### THE PROBLEM
Lines before the one containing "Would you mind annotating the plant" are left out; output the rest of the data exactly, through the final line.

### SOURCE MATERIAL
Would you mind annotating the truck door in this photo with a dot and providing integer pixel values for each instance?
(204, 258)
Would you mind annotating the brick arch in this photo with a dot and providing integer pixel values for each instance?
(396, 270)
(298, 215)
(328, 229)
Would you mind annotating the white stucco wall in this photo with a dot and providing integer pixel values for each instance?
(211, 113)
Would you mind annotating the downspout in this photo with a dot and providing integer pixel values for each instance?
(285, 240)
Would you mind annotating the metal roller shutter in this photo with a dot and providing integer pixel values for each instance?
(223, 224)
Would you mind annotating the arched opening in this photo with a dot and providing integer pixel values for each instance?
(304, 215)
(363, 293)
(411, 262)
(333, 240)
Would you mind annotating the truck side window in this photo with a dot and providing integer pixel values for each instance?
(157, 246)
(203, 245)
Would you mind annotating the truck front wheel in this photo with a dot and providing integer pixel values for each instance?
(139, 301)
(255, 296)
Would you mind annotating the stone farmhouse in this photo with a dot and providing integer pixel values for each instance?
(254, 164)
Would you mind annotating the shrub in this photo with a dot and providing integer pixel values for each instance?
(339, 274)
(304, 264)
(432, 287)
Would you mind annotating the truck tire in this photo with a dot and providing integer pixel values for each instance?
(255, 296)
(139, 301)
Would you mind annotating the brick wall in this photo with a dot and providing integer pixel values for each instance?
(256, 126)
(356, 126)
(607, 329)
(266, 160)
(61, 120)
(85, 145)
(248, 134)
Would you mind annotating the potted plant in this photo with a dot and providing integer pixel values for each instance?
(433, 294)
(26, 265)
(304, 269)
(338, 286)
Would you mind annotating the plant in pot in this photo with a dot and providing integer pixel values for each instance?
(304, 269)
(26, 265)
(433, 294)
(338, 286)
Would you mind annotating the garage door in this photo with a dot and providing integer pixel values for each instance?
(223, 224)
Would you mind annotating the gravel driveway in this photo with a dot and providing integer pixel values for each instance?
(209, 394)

### SOLUTION TO THIS PROBLEM
Would you mind annotating the plant in pot in this photo with a dot and providing integer pixel values for each instance?
(304, 269)
(26, 265)
(433, 294)
(338, 286)
Would you mind annotating the garage door in this photo with a dot and providing integer pixel values for each instance?
(223, 224)
Would you mind annotating the gravel driveway in this photo with a dot and providing integer pixel values for each instance?
(209, 394)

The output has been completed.